▶ Written problem
In the listing below, copy out everything from the line containing "Mark each instance of the broken" down to the line containing "x=873 y=166", including the requests, and shift each answer's pixel coordinates by adding 26 to both the x and y values. Leave the numbers in the requests and their sample coordinates unchanged.

-- START OF Listed records --

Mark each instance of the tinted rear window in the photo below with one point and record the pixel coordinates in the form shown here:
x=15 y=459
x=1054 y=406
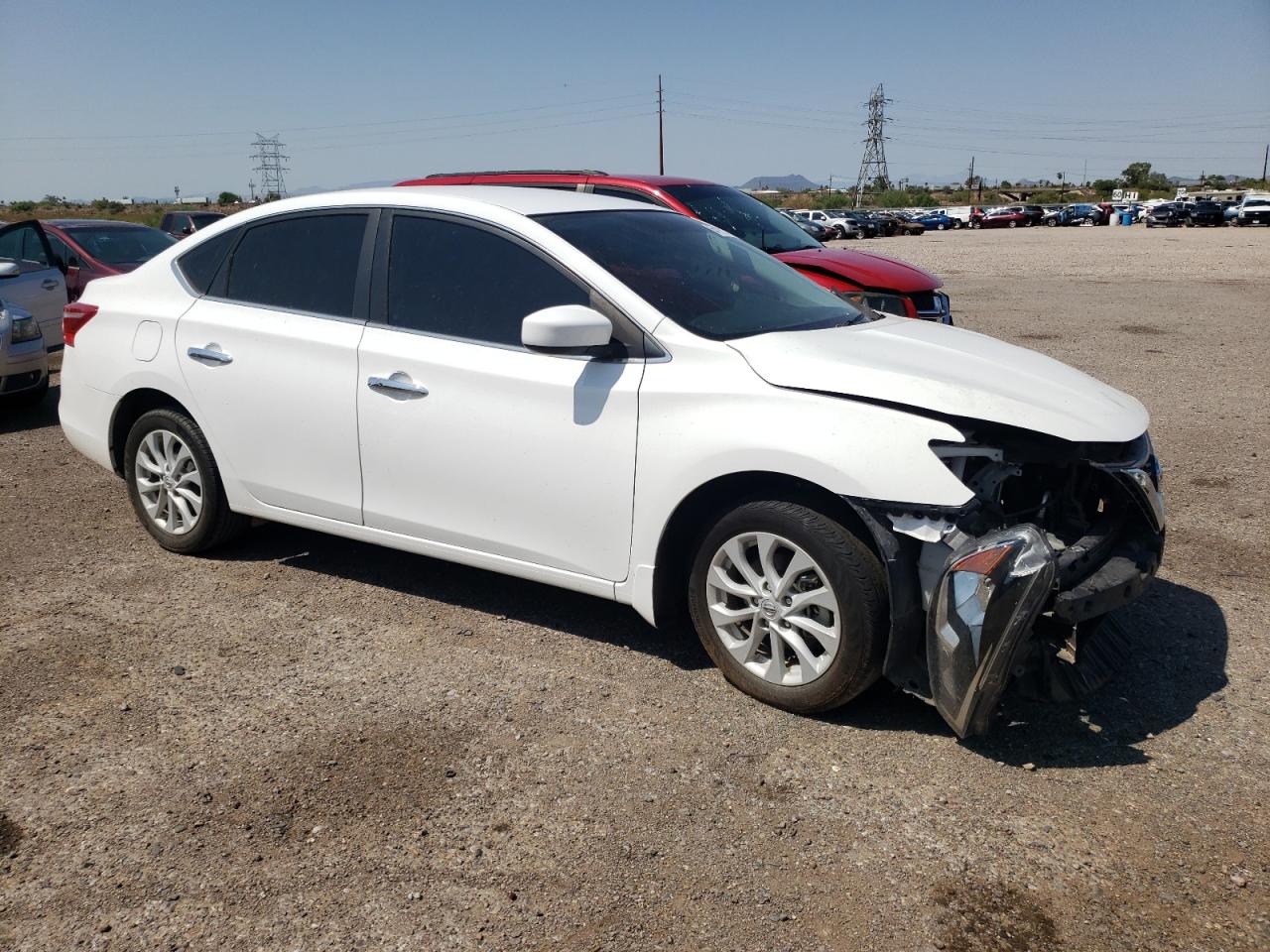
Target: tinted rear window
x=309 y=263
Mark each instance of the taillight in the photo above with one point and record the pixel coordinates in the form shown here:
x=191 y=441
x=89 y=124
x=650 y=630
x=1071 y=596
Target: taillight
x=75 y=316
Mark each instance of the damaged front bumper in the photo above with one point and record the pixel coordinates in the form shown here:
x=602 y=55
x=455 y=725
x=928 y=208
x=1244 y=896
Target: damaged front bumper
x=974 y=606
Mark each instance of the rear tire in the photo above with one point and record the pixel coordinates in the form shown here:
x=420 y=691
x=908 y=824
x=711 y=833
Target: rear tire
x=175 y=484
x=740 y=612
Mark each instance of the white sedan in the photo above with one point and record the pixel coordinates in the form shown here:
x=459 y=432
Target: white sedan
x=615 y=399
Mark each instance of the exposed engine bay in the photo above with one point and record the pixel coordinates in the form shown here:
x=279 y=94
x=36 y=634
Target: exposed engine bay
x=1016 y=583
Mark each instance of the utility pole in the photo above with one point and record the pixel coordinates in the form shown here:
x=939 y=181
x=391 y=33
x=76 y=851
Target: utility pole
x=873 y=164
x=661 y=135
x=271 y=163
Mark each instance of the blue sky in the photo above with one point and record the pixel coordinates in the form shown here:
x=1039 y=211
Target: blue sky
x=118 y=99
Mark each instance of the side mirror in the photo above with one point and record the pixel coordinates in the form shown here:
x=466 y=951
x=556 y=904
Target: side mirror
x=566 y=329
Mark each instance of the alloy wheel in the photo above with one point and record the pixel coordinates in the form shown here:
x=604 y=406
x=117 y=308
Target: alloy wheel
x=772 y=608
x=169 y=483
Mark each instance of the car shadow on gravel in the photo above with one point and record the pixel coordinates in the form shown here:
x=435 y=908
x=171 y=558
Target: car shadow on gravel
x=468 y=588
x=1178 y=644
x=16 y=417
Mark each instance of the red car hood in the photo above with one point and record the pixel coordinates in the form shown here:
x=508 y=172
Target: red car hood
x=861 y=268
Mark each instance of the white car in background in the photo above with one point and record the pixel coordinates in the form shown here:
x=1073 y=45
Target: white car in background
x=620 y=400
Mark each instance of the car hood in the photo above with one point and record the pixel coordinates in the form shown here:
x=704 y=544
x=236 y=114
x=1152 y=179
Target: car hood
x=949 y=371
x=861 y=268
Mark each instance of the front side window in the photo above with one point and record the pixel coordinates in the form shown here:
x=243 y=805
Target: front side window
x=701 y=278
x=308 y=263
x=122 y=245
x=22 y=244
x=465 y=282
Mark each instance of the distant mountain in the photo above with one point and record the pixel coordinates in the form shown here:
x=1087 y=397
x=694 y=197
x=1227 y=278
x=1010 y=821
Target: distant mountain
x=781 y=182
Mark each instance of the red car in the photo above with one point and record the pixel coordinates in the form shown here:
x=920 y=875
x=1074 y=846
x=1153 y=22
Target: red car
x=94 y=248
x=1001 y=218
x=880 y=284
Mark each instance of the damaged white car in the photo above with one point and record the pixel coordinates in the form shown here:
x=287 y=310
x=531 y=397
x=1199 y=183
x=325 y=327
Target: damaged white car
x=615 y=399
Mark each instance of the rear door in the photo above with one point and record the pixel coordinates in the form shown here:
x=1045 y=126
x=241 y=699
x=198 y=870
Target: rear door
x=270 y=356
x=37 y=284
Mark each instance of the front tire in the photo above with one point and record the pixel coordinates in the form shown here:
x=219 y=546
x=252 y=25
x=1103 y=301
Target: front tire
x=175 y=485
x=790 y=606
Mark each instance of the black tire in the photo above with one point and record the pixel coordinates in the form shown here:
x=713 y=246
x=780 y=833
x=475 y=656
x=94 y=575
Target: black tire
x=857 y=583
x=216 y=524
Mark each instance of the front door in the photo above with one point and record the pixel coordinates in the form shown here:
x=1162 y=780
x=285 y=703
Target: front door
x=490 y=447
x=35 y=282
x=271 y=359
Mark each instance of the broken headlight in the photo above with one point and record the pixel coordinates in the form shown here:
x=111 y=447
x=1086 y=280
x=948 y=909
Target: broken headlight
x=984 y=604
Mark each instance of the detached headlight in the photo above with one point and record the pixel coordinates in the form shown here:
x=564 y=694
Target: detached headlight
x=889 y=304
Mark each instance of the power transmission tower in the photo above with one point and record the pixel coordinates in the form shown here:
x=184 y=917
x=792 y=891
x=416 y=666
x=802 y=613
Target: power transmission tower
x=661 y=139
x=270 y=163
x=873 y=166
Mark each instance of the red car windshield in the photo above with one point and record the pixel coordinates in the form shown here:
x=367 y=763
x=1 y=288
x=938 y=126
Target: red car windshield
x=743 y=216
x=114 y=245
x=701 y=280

-- END OF Listed records --

▶ Exercise result
Mark each instance of the broken headlight in the photo above with one point and record the pixel coordinates in the form shown here:
x=111 y=447
x=1086 y=280
x=948 y=909
Target: broken headlight
x=1010 y=630
Mark each instance of the detached headlight in the photo above with one point and record the pixel coordinates in the form shown here:
x=564 y=694
Target: detached headlight
x=915 y=330
Mark each instance of the power transmission tower in the photo above with one point and record the pixel coordinates in the form shown here:
x=184 y=917
x=792 y=891
x=416 y=666
x=802 y=613
Target: power transmission tower
x=687 y=165
x=296 y=189
x=899 y=192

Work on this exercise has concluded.